(Point labeling dataset excerpts)

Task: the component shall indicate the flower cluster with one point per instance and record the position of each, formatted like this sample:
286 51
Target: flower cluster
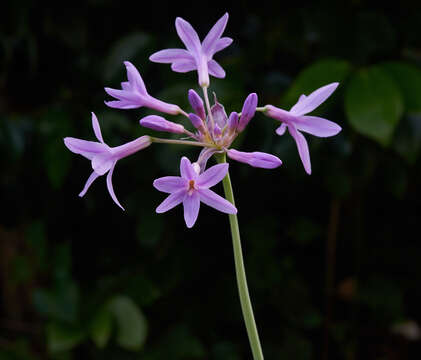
212 129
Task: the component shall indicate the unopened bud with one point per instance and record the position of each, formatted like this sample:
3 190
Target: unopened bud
196 103
247 113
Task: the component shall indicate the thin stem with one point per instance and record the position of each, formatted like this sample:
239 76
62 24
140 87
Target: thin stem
246 306
205 94
189 133
180 142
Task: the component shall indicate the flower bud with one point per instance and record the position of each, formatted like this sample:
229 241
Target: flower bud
219 115
232 122
247 113
158 123
196 103
197 122
255 159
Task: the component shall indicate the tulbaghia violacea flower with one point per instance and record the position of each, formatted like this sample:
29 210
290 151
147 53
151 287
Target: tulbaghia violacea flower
134 95
198 56
255 159
191 188
103 157
214 132
296 120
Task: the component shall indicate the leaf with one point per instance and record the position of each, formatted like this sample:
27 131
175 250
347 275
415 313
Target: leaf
408 78
131 324
101 327
316 75
373 104
62 338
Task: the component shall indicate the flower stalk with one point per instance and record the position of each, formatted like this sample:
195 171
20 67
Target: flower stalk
180 142
240 271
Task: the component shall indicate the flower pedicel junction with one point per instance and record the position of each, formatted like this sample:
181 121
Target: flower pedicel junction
212 130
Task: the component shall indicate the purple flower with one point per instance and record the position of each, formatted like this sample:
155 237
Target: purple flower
198 56
158 123
134 95
248 111
191 188
296 120
255 159
102 156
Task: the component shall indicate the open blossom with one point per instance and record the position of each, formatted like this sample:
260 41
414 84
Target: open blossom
198 56
134 95
158 123
255 159
296 120
191 189
103 157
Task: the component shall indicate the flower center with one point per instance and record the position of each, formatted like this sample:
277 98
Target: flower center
191 187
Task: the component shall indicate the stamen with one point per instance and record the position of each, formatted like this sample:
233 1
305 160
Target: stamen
191 187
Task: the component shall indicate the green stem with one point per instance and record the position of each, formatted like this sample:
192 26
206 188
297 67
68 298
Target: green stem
180 142
241 273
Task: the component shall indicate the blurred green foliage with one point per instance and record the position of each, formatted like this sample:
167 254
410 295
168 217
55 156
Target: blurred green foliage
81 279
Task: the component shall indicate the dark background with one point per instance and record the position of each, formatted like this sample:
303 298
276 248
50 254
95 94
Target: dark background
333 259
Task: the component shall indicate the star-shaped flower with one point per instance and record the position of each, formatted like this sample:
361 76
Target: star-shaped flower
134 95
296 120
198 56
103 157
191 188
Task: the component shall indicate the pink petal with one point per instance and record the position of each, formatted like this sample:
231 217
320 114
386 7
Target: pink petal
191 205
302 148
121 104
88 149
110 186
203 70
186 169
171 201
211 39
97 129
168 56
255 159
312 101
281 130
102 163
88 183
317 126
125 85
215 69
184 66
130 96
212 176
188 35
134 78
222 43
170 184
217 202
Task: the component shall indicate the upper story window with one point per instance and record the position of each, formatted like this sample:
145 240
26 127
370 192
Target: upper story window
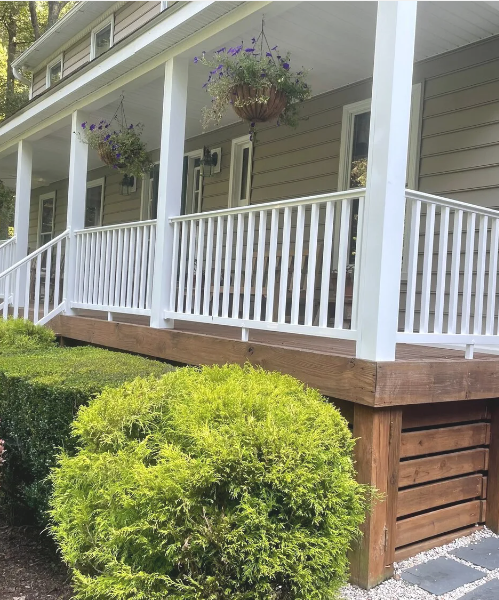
102 38
54 71
240 171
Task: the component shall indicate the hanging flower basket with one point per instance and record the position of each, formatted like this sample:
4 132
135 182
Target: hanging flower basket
258 105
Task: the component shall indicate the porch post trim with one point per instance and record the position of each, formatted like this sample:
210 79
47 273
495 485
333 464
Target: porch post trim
169 185
77 192
382 235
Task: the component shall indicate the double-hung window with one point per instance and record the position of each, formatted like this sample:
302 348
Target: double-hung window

**GIVEN PROBLEM**:
Reproduce verbatim the lines of the listing from the one containing "Task: the component shall indicate the hanging" through the end of the listing, including both of those lines.

**REPLY TO THE TASK**:
Task: the component shall indicate the hanging flower basket with one point per instance and record the position of each, formatted like this sample:
4 132
135 182
Target: hanging flower basket
258 105
Task: the component shall indicate the porch post trim with one point per instance and record the position of each, formatted like this sample:
210 79
47 273
495 485
333 464
Target: porch post trim
169 185
77 192
382 235
Task: the component shall indicate the double-hung window with one point per instance and record the position of each, formatted like this sample:
302 348
Target: double-hung window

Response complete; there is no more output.